----- THE DATA
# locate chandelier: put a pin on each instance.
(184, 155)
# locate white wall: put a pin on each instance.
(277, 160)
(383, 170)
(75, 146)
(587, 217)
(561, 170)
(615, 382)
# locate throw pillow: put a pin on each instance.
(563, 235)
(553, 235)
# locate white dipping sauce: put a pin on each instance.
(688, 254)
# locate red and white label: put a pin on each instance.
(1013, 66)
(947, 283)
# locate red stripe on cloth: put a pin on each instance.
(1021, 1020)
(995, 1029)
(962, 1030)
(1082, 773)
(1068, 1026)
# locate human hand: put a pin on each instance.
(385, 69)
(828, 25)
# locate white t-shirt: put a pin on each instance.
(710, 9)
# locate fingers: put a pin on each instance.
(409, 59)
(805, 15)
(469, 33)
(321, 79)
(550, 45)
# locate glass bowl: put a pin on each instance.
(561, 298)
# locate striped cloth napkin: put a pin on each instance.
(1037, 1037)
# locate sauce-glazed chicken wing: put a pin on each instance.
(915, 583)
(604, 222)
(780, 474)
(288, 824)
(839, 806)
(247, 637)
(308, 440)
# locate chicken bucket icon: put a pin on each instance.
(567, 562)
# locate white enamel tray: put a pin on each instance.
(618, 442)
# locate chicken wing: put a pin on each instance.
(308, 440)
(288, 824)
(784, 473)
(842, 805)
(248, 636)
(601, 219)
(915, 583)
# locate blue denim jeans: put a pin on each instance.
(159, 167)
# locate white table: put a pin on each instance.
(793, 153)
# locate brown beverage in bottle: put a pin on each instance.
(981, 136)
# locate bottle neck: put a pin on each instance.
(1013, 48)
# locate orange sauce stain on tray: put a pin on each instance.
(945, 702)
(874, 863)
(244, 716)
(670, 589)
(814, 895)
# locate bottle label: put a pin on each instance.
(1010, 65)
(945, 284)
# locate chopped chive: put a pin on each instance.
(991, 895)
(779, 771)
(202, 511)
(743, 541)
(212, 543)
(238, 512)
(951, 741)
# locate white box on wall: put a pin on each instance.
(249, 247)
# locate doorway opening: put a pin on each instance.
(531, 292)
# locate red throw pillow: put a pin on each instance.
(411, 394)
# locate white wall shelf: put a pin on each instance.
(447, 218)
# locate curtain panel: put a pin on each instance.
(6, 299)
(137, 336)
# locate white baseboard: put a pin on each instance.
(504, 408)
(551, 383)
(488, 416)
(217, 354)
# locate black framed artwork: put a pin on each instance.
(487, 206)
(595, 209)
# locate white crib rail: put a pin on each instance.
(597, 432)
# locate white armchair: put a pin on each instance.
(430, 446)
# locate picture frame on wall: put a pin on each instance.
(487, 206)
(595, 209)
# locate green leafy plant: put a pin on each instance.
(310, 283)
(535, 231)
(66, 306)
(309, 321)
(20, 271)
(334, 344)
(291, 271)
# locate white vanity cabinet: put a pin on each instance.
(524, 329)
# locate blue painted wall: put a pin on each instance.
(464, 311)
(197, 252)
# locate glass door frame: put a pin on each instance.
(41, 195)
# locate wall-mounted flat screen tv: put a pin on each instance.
----------
[TASK BRIEF]: Your task is to print all of the records exactly.

[YOUR SOLUTION]:
# locate chandelier: put a pin on each instance.
(184, 155)
# locate white wall: put a pin on each instance.
(277, 160)
(383, 170)
(75, 146)
(587, 217)
(561, 170)
(615, 382)
# locate throw pillow: put a pin on each instance.
(563, 235)
(553, 235)
# locate white dipping sauce: put a pin on each instance.
(688, 254)
# locate red and white label: put a pin on each instance.
(1013, 66)
(947, 283)
# locate red stripe on cloth: put a pin on each instance.
(1021, 1020)
(995, 1029)
(962, 1030)
(1082, 773)
(1068, 1026)
# locate human hand: put a pin on each instance.
(385, 69)
(828, 25)
# locate white t-shirt: put a pin on each instance.
(710, 9)
# locate fingers: put a pin on each instance.
(409, 59)
(805, 15)
(469, 33)
(321, 79)
(550, 45)
# locate glass bowl: put a pin on each instance.
(561, 298)
# locate striped cloth napkin: put a pin on each instance.
(1037, 1037)
# locate sauce-glazed chicken wing: put a pin on each instance.
(915, 583)
(604, 222)
(780, 474)
(288, 824)
(839, 806)
(247, 637)
(308, 440)
# locate chicken bucket icon: put a pin on each instance.
(567, 562)
# locate white enamel tray: put a pin on each instance.
(618, 442)
# locate chicken wing: put a pin on each instance.
(308, 440)
(288, 824)
(784, 473)
(842, 805)
(248, 636)
(601, 219)
(915, 583)
# locate blue denim jeans: put a pin on each instance.
(159, 167)
# locate white table: put a pin on each instance.
(793, 153)
# locate brown beverage in bottle: put a pin on each instance.
(981, 136)
# locate bottle neck: put a pin on each instance.
(1013, 48)
# locate orange sauce stain on tray: put a pin on each instance.
(945, 702)
(874, 863)
(244, 716)
(670, 589)
(814, 895)
# locate bottle label: put a pin on each instance.
(1010, 65)
(945, 284)
# locate chopped chive: put a pin on each instance.
(991, 895)
(779, 771)
(202, 511)
(743, 541)
(212, 543)
(238, 512)
(951, 741)
# locate white box on wall: put a pin on each instance.
(249, 247)
# locate doorway opening: put a pin on each instance.
(531, 292)
# locate red throw pillow: put a pin on each instance.
(411, 394)
# locate white wall shelf: put a pin on each instance.
(447, 218)
# locate curtain panel: put a pin on each instance.
(6, 299)
(137, 336)
# locate white baseboard: put a pin on each instance.
(504, 408)
(551, 383)
(488, 416)
(217, 354)
# locate black framed artwork: put a pin on each instance.
(487, 206)
(595, 209)
# locate white crib rail: put a pin on each instance.
(597, 432)
# locate white armchair: put a pin on each instance.
(430, 446)
# locate picture frame on wall: put a pin on each instance.
(487, 206)
(595, 209)
# locate green leafy plant: put a pin on each instance.
(310, 283)
(535, 231)
(66, 306)
(309, 321)
(20, 271)
(334, 344)
(291, 271)
# locate white vanity cabinet: put a pin on each instance.
(524, 329)
# locate blue painted wall: put a pin on each instance.
(464, 311)
(197, 252)
# locate glass door frame: put a pin on each instance.
(41, 195)
# locate wall-mounted flat screen tv: put a pin on each instance.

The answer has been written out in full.